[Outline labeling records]
____
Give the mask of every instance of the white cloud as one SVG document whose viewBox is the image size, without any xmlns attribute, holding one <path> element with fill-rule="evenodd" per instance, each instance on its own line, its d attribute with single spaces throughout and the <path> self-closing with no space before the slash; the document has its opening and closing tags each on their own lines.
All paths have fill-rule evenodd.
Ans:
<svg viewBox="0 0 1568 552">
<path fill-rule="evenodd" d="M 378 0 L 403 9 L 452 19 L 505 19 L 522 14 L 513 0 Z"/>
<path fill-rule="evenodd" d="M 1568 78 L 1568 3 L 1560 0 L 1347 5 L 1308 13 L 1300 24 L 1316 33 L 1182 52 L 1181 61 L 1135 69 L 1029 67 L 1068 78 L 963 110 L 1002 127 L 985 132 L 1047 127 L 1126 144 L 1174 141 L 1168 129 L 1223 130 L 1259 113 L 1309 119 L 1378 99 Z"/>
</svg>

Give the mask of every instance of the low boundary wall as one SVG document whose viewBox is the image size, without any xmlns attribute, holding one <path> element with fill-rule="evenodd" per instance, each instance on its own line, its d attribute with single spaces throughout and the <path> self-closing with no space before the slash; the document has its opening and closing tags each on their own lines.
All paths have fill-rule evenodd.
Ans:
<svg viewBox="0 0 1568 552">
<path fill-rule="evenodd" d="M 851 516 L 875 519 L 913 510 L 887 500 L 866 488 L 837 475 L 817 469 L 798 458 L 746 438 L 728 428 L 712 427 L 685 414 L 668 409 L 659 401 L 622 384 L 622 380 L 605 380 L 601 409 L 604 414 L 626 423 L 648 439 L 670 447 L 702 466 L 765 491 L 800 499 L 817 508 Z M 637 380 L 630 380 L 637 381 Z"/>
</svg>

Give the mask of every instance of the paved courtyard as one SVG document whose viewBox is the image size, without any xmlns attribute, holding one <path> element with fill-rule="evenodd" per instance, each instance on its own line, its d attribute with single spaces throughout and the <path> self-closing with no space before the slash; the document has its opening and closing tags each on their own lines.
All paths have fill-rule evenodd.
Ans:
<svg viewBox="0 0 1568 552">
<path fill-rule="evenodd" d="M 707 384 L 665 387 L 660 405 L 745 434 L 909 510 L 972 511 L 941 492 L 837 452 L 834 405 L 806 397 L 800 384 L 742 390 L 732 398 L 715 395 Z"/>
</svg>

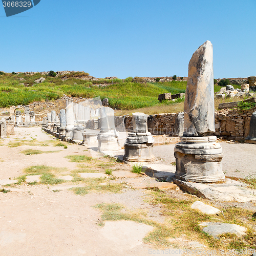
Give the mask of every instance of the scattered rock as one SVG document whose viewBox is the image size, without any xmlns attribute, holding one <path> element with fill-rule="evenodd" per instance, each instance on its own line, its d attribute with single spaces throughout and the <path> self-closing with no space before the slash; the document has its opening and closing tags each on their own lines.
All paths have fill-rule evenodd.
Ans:
<svg viewBox="0 0 256 256">
<path fill-rule="evenodd" d="M 204 204 L 202 202 L 197 201 L 191 205 L 192 209 L 196 209 L 203 214 L 216 214 L 220 212 L 220 210 L 210 205 Z"/>
<path fill-rule="evenodd" d="M 203 228 L 203 231 L 215 238 L 218 238 L 219 235 L 225 233 L 235 234 L 238 236 L 244 236 L 247 230 L 246 228 L 241 226 L 229 223 L 203 222 L 200 225 L 206 226 Z"/>
<path fill-rule="evenodd" d="M 256 190 L 248 188 L 240 181 L 226 179 L 222 183 L 198 183 L 174 179 L 183 191 L 206 199 L 224 201 L 256 201 Z"/>
</svg>

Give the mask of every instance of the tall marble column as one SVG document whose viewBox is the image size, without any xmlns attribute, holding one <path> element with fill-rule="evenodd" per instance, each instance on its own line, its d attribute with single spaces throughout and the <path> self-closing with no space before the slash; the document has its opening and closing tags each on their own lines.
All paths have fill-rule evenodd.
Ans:
<svg viewBox="0 0 256 256">
<path fill-rule="evenodd" d="M 188 65 L 184 105 L 183 136 L 176 144 L 175 178 L 214 182 L 225 179 L 222 148 L 216 143 L 214 123 L 212 45 L 206 41 L 194 53 Z"/>
<path fill-rule="evenodd" d="M 51 131 L 54 130 L 54 122 L 55 122 L 56 111 L 51 111 Z"/>
</svg>

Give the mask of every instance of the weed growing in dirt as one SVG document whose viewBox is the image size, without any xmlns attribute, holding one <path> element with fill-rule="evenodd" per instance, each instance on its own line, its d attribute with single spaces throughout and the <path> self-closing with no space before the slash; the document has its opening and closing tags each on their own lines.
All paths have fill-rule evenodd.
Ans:
<svg viewBox="0 0 256 256">
<path fill-rule="evenodd" d="M 41 177 L 41 183 L 46 185 L 54 185 L 63 182 L 65 182 L 63 180 L 54 178 L 54 175 L 52 174 L 45 174 Z"/>
<path fill-rule="evenodd" d="M 10 189 L 6 189 L 5 188 L 2 188 L 2 189 L 0 189 L 0 192 L 3 192 L 3 193 L 6 194 L 8 193 L 8 192 L 10 192 Z"/>
</svg>

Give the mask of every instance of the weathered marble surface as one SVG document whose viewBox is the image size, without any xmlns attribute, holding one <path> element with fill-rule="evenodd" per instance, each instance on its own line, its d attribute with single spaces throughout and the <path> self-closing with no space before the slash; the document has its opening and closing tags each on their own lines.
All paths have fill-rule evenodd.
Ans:
<svg viewBox="0 0 256 256">
<path fill-rule="evenodd" d="M 208 136 L 215 131 L 212 54 L 212 45 L 206 41 L 189 61 L 184 105 L 184 136 Z"/>
<path fill-rule="evenodd" d="M 245 142 L 256 144 L 256 111 L 252 113 L 250 120 L 250 132 Z"/>
</svg>

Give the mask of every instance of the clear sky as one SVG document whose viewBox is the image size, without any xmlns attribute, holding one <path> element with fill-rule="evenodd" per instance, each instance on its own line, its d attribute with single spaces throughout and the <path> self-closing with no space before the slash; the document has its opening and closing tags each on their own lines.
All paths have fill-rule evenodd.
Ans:
<svg viewBox="0 0 256 256">
<path fill-rule="evenodd" d="M 215 78 L 256 75 L 256 0 L 41 0 L 13 16 L 0 12 L 6 72 L 187 76 L 209 40 Z"/>
</svg>

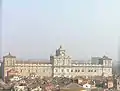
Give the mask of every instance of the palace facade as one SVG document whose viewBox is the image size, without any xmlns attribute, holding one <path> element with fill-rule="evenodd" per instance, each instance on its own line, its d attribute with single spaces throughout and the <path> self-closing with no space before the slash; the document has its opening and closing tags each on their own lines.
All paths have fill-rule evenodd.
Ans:
<svg viewBox="0 0 120 91">
<path fill-rule="evenodd" d="M 112 76 L 112 59 L 103 56 L 97 63 L 74 62 L 66 51 L 60 46 L 56 54 L 50 56 L 50 61 L 41 60 L 20 61 L 10 53 L 3 57 L 3 78 L 11 74 L 29 76 L 35 73 L 37 76 L 47 77 L 76 77 L 76 76 Z"/>
</svg>

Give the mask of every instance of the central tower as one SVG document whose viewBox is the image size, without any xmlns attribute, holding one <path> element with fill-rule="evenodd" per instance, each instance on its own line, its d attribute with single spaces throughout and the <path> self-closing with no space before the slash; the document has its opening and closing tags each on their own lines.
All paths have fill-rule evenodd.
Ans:
<svg viewBox="0 0 120 91">
<path fill-rule="evenodd" d="M 70 77 L 71 72 L 71 58 L 66 54 L 65 49 L 60 46 L 56 50 L 56 54 L 50 57 L 50 61 L 53 65 L 53 76 L 65 76 Z"/>
</svg>

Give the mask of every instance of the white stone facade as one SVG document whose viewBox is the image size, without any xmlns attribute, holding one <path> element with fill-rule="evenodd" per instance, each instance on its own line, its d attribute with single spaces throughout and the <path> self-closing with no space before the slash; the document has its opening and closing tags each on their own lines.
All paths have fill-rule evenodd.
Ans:
<svg viewBox="0 0 120 91">
<path fill-rule="evenodd" d="M 15 56 L 9 54 L 3 57 L 2 67 L 3 77 L 8 75 L 7 71 L 10 69 L 18 71 L 22 76 L 28 76 L 30 73 L 41 77 L 112 76 L 112 59 L 104 56 L 99 64 L 73 63 L 62 46 L 56 50 L 54 56 L 50 56 L 49 63 L 17 61 Z"/>
</svg>

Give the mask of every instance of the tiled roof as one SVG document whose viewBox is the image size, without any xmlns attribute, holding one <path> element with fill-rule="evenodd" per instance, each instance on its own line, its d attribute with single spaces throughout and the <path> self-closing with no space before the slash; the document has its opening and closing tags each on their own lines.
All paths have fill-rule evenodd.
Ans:
<svg viewBox="0 0 120 91">
<path fill-rule="evenodd" d="M 22 64 L 22 63 L 24 63 L 24 64 L 50 64 L 50 62 L 48 62 L 48 61 L 45 61 L 45 60 L 42 60 L 42 61 L 35 61 L 35 60 L 28 60 L 28 61 L 17 61 L 16 63 L 18 63 L 18 64 Z"/>
<path fill-rule="evenodd" d="M 11 53 L 9 52 L 9 54 L 6 56 L 3 56 L 3 58 L 16 58 L 16 56 L 12 56 Z"/>
</svg>

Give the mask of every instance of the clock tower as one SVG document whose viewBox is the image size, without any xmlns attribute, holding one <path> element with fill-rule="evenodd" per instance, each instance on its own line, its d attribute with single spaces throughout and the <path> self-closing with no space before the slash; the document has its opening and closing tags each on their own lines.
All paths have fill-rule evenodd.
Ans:
<svg viewBox="0 0 120 91">
<path fill-rule="evenodd" d="M 53 76 L 70 77 L 71 72 L 71 57 L 66 54 L 66 51 L 60 46 L 56 50 L 55 56 L 51 57 L 53 68 Z"/>
</svg>

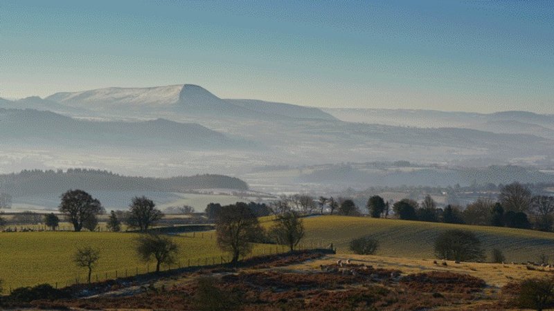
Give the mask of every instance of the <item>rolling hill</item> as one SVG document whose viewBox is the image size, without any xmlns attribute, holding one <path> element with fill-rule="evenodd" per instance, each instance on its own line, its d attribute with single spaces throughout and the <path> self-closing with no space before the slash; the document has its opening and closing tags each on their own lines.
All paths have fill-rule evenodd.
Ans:
<svg viewBox="0 0 554 311">
<path fill-rule="evenodd" d="M 269 225 L 271 222 L 266 223 Z M 304 220 L 306 245 L 333 243 L 337 252 L 348 254 L 348 243 L 370 235 L 379 240 L 377 254 L 412 258 L 434 258 L 434 243 L 442 232 L 461 229 L 474 232 L 485 254 L 501 249 L 508 261 L 537 261 L 542 254 L 554 258 L 554 233 L 486 226 L 425 223 L 395 219 L 323 216 Z"/>
<path fill-rule="evenodd" d="M 6 140 L 64 146 L 157 146 L 226 148 L 240 146 L 221 133 L 193 123 L 164 119 L 98 122 L 50 111 L 0 109 L 0 131 Z"/>
</svg>

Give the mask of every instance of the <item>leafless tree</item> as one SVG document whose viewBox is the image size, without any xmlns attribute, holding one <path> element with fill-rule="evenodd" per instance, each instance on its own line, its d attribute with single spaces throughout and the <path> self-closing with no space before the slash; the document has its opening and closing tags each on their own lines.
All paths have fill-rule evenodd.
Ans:
<svg viewBox="0 0 554 311">
<path fill-rule="evenodd" d="M 529 210 L 531 205 L 531 191 L 518 182 L 507 185 L 500 191 L 499 200 L 505 211 L 523 211 Z"/>
<path fill-rule="evenodd" d="M 73 261 L 75 261 L 77 266 L 86 267 L 89 270 L 89 275 L 87 279 L 89 284 L 91 283 L 92 269 L 96 265 L 98 259 L 100 259 L 100 251 L 89 246 L 78 249 L 77 252 L 75 254 Z"/>
</svg>

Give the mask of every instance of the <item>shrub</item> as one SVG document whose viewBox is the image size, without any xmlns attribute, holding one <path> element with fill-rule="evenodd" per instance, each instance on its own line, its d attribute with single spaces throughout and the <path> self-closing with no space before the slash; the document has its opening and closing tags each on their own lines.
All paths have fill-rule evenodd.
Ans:
<svg viewBox="0 0 554 311">
<path fill-rule="evenodd" d="M 379 241 L 370 236 L 355 238 L 350 241 L 350 250 L 360 255 L 372 255 L 379 248 Z"/>
<path fill-rule="evenodd" d="M 7 298 L 7 300 L 12 302 L 27 303 L 39 299 L 53 300 L 69 297 L 64 292 L 53 288 L 50 284 L 41 284 L 33 288 L 16 288 Z"/>
<path fill-rule="evenodd" d="M 460 229 L 441 233 L 435 241 L 435 254 L 440 259 L 458 261 L 483 257 L 479 239 L 473 232 Z"/>
<path fill-rule="evenodd" d="M 198 285 L 193 300 L 195 310 L 216 311 L 236 310 L 239 308 L 239 293 L 222 290 L 218 286 L 218 283 L 213 276 L 198 279 Z"/>
<path fill-rule="evenodd" d="M 490 256 L 492 258 L 493 263 L 501 263 L 506 261 L 506 258 L 504 257 L 504 254 L 502 254 L 502 251 L 497 248 L 495 248 L 490 252 Z"/>
<path fill-rule="evenodd" d="M 554 307 L 554 279 L 529 279 L 523 281 L 520 288 L 519 307 L 537 310 Z"/>
</svg>

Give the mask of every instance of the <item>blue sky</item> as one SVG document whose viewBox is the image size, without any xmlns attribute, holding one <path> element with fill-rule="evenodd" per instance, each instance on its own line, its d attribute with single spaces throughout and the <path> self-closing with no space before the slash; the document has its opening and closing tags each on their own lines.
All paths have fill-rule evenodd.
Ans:
<svg viewBox="0 0 554 311">
<path fill-rule="evenodd" d="M 0 0 L 0 97 L 190 83 L 323 107 L 554 113 L 553 3 Z"/>
</svg>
____
WORK TO BE COMPLETED>
Please output the lines of the records as a Markdown table with the columns Row and Line, beginning at the line that contains "Give the mask of every instance of the scattered" and stopping after the line that contains "204 204 L 202". Leave out any blank lines.

THE OUTPUT>
| Row | Line |
|---|---|
| 1 | Give the mask of every instance of the scattered rock as one SVG document whose viewBox is the image size, without any xmlns attribute, holding one <path> element with fill-rule="evenodd" per instance, each instance on its own line, its d attribute with single spaces throughout and the <path> self-closing with no space before the slash; the document has its opening and closing tags each on their own lines. |
| 2 | All paths have fill-rule evenodd. |
| 3 | Ans: |
| 4 | <svg viewBox="0 0 256 256"> |
| 5 | <path fill-rule="evenodd" d="M 204 204 L 202 202 L 197 201 L 191 205 L 192 209 L 196 209 L 203 214 L 216 214 L 220 212 L 220 210 L 210 205 Z"/> |